_Extracted text_
▼▼▼
3. Justice is blind. TRUE justice is blind. It does not know race, sexual orientation, national origin, biological sex, gender-identity, etc. It knows ACTIONS and it judges them with complete objectivity. The justice for which Beck and his cronies are calling is fake justice, it is tyranny of the majority. They claim that they are being oppressed by the non-religious minority, but the reality is that the majority opinion is not always right. Large numbers of people are not always a source for good ideas. That last reference had 4 million members at one point. But, seriously. I'm really not struggling for examples.

4. Plain and simple, the establishment of a national religion is a direct violation of the first amendment. To declare Christianity the primary religion of the United States would require the passage of a law, which Congress is to make none of respecting the establishment of religion and the free practice thereof.

Because I'm a bit of a nerd, I was researching Joseph Goebbels earlier today and some interesting parallels struck me. I'm certainly not suggesting that the government has a branch devoted to propaganda (a triumph for the first amendment), but it is ridiculous to say that propaganda does not still exist. To say that any news media is "fair and balanced" is a silly notion. Everyone wants to sell issues of their paper, everyone wants viewers and everyone has sponsors. To varying extents, you have to say what they tell you to say and show what the people want to see. Even if that's not the truth, the whole truth and nothing but the truth, so help you God.

While I think extreme patriotism can be dangerous, I am proud of my heritage as an American and I am limitlessly thankful for the priceless rights outlined for me in my country's constitution. My problem is that people like Glenn Beck threaten those great rights.

I'm certainly no purveyor of apocalyptic, doomsday ideology; on the contrary, I think America's best years could very realistically lie before us. That is why I hesitate to make this comparison, but I think it is vitally important to learn from the mistakes of the past and if we cannot learn from WWII Germany, then history has all been in vain.

Anti-semitism was a growing ideology in Germany, especially during the depression that followed WWI. People typically dismiss anti-semitism as "bigoted" but I believe this does not dismiss it from warranting examination. It is the same breed of sentiment that oppressed blacks in the U.S. for so many years, the same mentality that fuels hate crimes across the globe. It is even akin to the ideology that fuels radical Muslim groups. It is a hatred for a particular group of people for reasons beyond known experience and fact. It is hatred because of difference in race, religion and/or lifestyle. Yes, Western "lifestyle" is fuel for extremist hatred, so don't think I'm just sitting here pushing the so-called "gay agenda." It is time we learned from the hate of our predecessors.

There is also the very prevalent argument that America was founded on "Christian values" and as a "Christian nation." The latter is something I have already addressed, but the former is something I find both ignorant and offensive. My values are no different than the average Christian: charity, hope, compassion. Faith is not one of my values because there are too many ways in which it is dangerous and misplaced. I see it as a form of submission to an unseen, inconsistent force.

To the religious right: we are not attacking you. We are not asking you to practice your faith in secret or to abandon your values. We are asking you to allow us the same courtesies you have. We are asking for equality. For Justice to be blind, she must not be religious.
Stop teaching religion in tax-dollar funded schools. Set us on equal ground. You can still pray there, but don't ask us to. You can still trust in God, but don't ask us to.

Stop telling the LGBT community they can't get married. They are not hurting you or trying to destroy your marriage. All they want is the same legal right you have. Nothing special. The catharsis of coming out is a costly one for so many people. Let them have a little peace and a white pickett fence with the consenting person of their choosing.
If all goes well, my next entry should address the idea of the "persecution complex." We'll see when it happens, school has been absorbing my life.
▲▲▲
_Data provided_
▼▼▼
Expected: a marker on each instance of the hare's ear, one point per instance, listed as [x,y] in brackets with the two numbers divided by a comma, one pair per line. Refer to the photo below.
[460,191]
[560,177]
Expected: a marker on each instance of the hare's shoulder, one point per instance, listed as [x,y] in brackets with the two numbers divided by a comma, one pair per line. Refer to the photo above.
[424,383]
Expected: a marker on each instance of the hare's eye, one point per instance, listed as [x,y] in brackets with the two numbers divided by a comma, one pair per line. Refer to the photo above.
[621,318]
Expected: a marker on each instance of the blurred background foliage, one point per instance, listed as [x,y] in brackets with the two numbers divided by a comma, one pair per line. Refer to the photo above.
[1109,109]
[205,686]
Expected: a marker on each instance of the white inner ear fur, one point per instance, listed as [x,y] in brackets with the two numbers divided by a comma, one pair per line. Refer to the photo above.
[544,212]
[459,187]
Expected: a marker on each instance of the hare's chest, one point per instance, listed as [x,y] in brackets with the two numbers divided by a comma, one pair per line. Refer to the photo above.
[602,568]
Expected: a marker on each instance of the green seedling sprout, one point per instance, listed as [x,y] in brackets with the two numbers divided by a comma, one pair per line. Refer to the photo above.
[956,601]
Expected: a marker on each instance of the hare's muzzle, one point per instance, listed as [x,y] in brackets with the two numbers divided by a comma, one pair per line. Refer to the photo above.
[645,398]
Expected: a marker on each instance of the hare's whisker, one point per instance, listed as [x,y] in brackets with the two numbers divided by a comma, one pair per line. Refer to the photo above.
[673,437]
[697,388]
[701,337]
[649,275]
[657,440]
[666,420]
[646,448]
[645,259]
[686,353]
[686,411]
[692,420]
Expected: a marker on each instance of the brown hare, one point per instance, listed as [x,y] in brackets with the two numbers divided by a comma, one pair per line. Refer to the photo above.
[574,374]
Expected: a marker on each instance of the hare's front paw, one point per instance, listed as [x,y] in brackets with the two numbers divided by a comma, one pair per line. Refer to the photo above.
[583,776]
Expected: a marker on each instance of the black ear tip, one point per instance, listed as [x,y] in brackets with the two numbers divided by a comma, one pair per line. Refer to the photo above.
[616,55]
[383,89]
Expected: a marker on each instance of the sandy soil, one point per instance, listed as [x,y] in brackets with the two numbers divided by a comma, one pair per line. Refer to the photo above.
▲▲▲
_Parts of the exercise_
a) Which values does the blog post's author name as no different from the average Christian's?
b) Please write out a passage of the blog post word for word, beginning at the words "Stop telling the" and stopping after the words "of their choosing.".
The records are separate from the blog post.

_Results in order_
a) Charity, hope, and compassion.

b)
Stop telling the LGBT community they can't get married. They are not hurting you or trying to destroy your marriage. All they want is the same legal right you have. Nothing special. The catharsis of coming out is a costly one for so many people. Let them have a little peace and a white pickett fence with the consenting person of their choosing.